-------- SOURCE DATA --------

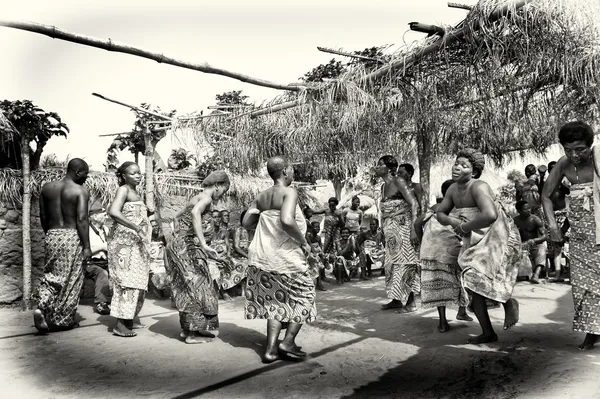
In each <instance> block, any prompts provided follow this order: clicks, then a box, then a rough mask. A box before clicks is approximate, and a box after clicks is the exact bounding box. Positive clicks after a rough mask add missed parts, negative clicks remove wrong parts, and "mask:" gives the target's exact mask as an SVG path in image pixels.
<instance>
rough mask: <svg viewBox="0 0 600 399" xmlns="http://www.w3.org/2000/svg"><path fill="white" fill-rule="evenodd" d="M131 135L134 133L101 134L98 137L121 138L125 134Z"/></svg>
mask: <svg viewBox="0 0 600 399" xmlns="http://www.w3.org/2000/svg"><path fill="white" fill-rule="evenodd" d="M131 133H132V132H123V133H108V134H99V135H98V137H111V136H121V135H124V134H131Z"/></svg>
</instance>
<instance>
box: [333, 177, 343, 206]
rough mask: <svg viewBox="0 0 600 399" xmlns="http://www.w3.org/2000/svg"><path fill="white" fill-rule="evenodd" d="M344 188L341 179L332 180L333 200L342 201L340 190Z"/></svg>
mask: <svg viewBox="0 0 600 399" xmlns="http://www.w3.org/2000/svg"><path fill="white" fill-rule="evenodd" d="M343 188H344V182H343V181H342V180H341V179H338V178H334V179H333V190H334V191H335V198H337V199H338V201H339V200H341V199H342V189H343Z"/></svg>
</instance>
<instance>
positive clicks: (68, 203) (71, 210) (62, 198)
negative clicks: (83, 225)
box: [40, 179, 89, 231]
mask: <svg viewBox="0 0 600 399" xmlns="http://www.w3.org/2000/svg"><path fill="white" fill-rule="evenodd" d="M88 198H89V193H88V190H87V189H86V188H85V187H83V186H81V185H79V184H77V183H75V182H73V181H70V180H65V179H63V180H59V181H54V182H50V183H46V184H45V185H44V187H43V188H42V193H41V198H40V215H43V217H42V227H43V228H44V231H48V230H50V229H76V228H77V208H78V204H79V202H80V201H85V207H86V208H87V200H88ZM86 213H87V212H86Z"/></svg>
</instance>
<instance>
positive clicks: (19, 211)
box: [0, 198, 44, 307]
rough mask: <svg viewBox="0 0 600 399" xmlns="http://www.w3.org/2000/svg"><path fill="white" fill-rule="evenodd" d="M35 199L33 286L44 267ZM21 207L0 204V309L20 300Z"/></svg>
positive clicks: (42, 236)
mask: <svg viewBox="0 0 600 399" xmlns="http://www.w3.org/2000/svg"><path fill="white" fill-rule="evenodd" d="M37 203H38V202H37V199H36V198H34V199H33V200H32V201H31V205H32V206H31V261H32V273H33V286H34V289H35V287H36V286H37V282H38V281H39V279H40V277H41V275H42V271H43V267H44V231H43V230H42V226H41V224H40V217H39V208H38V206H37ZM22 215H23V213H22V210H21V205H13V204H6V203H0V306H2V307H8V306H19V305H20V304H21V300H22V298H23V291H22V288H23V230H22V221H23V218H22Z"/></svg>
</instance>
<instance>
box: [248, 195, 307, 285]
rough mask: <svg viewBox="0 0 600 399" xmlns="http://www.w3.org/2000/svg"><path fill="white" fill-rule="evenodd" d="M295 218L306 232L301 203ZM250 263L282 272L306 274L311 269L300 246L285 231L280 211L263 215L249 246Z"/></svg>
mask: <svg viewBox="0 0 600 399" xmlns="http://www.w3.org/2000/svg"><path fill="white" fill-rule="evenodd" d="M295 219H296V223H297V224H298V227H299V228H300V231H301V232H302V234H305V233H306V220H305V218H304V215H303V214H302V211H301V210H300V207H299V206H296V214H295ZM248 263H249V264H250V265H252V266H256V267H258V268H259V269H261V270H263V271H266V272H276V273H280V274H292V273H305V272H306V270H307V269H308V264H307V263H306V257H305V256H304V253H303V252H302V249H301V248H300V245H299V244H298V243H297V242H296V241H295V240H294V239H293V238H292V237H290V236H289V235H288V234H287V233H286V232H285V231H284V230H283V226H282V225H281V212H280V211H278V210H268V211H264V212H262V213H261V214H260V218H259V220H258V224H257V226H256V232H255V233H254V238H253V239H252V242H251V243H250V246H249V247H248Z"/></svg>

--------

WORK INSTRUCTIONS
All entries are to be retyped exactly. Omit any embedded images.

COMPLETED EXERCISE
In each <instance> block, any prompts provided follow this order: clicks, then a box, then a rough mask. A box before clicks is approximate, and a box after clicks is the exact bounding box. Positive clicks after a rough mask add missed parts, negative clicks remove wrong parts, and "mask:" gives the target's exact mask as an SVG path in image pixels.
<instance>
rough mask: <svg viewBox="0 0 600 399" xmlns="http://www.w3.org/2000/svg"><path fill="white" fill-rule="evenodd" d="M131 135L134 133L101 134L98 137L121 138L125 134Z"/></svg>
mask: <svg viewBox="0 0 600 399" xmlns="http://www.w3.org/2000/svg"><path fill="white" fill-rule="evenodd" d="M131 133H132V132H123V133H108V134H99V135H98V137H111V136H121V135H124V134H131Z"/></svg>
</instance>
<instance>
box: [333, 177, 343, 206]
rough mask: <svg viewBox="0 0 600 399" xmlns="http://www.w3.org/2000/svg"><path fill="white" fill-rule="evenodd" d="M344 188L341 179L332 180L333 200L342 201L340 190Z"/></svg>
mask: <svg viewBox="0 0 600 399" xmlns="http://www.w3.org/2000/svg"><path fill="white" fill-rule="evenodd" d="M343 188H344V182H343V181H342V180H341V179H338V178H334V179H333V190H334V191H335V198H337V199H338V201H339V200H341V199H342V189H343Z"/></svg>
</instance>
<instance>
positive clicks: (68, 203) (71, 210) (62, 198)
negative clicks: (83, 225)
box: [40, 179, 89, 231]
mask: <svg viewBox="0 0 600 399" xmlns="http://www.w3.org/2000/svg"><path fill="white" fill-rule="evenodd" d="M88 198H89V193H88V190H87V189H86V188H85V187H83V186H81V185H79V184H77V183H75V182H73V181H70V180H65V179H63V180H59V181H54V182H50V183H46V184H45V185H44V187H43V188H42V193H41V198H40V215H43V217H42V227H43V228H44V231H48V230H50V229H76V228H77V208H78V204H79V202H80V201H85V207H86V208H87V200H88ZM86 213H87V212H86Z"/></svg>
</instance>
<instance>
positive clicks: (19, 211)
box: [0, 198, 44, 307]
rough mask: <svg viewBox="0 0 600 399" xmlns="http://www.w3.org/2000/svg"><path fill="white" fill-rule="evenodd" d="M35 199L33 286L44 267ZM21 207L0 204V309L20 300Z"/></svg>
positive clicks: (42, 236)
mask: <svg viewBox="0 0 600 399" xmlns="http://www.w3.org/2000/svg"><path fill="white" fill-rule="evenodd" d="M37 203H38V202H37V199H36V198H34V199H33V200H32V201H31V205H32V206H31V261H32V273H33V286H34V289H35V287H36V286H37V282H38V281H39V279H40V277H41V275H42V271H43V267H44V231H43V230H42V226H41V224H40V217H39V208H38V206H37ZM22 215H23V213H22V210H21V205H13V204H6V203H0V306H2V307H8V306H19V305H20V304H21V300H22V298H23V291H22V288H23V230H22V221H23V218H22Z"/></svg>
</instance>
<instance>
box: [248, 195, 307, 285]
rough mask: <svg viewBox="0 0 600 399" xmlns="http://www.w3.org/2000/svg"><path fill="white" fill-rule="evenodd" d="M295 218L306 232L301 203ZM250 263L282 272L306 274L311 269L300 246L285 231L280 211L263 215L249 246Z"/></svg>
mask: <svg viewBox="0 0 600 399" xmlns="http://www.w3.org/2000/svg"><path fill="white" fill-rule="evenodd" d="M295 219H296V223H297V224H298V227H299V228H300V231H301V232H302V234H305V233H306V220H305V218H304V215H303V214H302V211H301V210H300V207H299V206H296V214H295ZM248 263H249V264H250V265H252V266H256V267H258V268H259V269H261V270H263V271H266V272H276V273H280V274H292V273H305V272H306V270H307V269H308V264H307V263H306V257H305V256H304V253H303V252H302V249H301V248H300V245H299V244H298V243H297V242H296V241H295V240H294V239H293V238H292V237H290V236H289V235H288V234H287V233H286V232H285V231H284V230H283V226H282V225H281V212H280V211H278V210H268V211H264V212H262V213H261V214H260V218H259V220H258V224H257V226H256V232H255V233H254V238H253V239H252V242H251V243H250V246H249V247H248Z"/></svg>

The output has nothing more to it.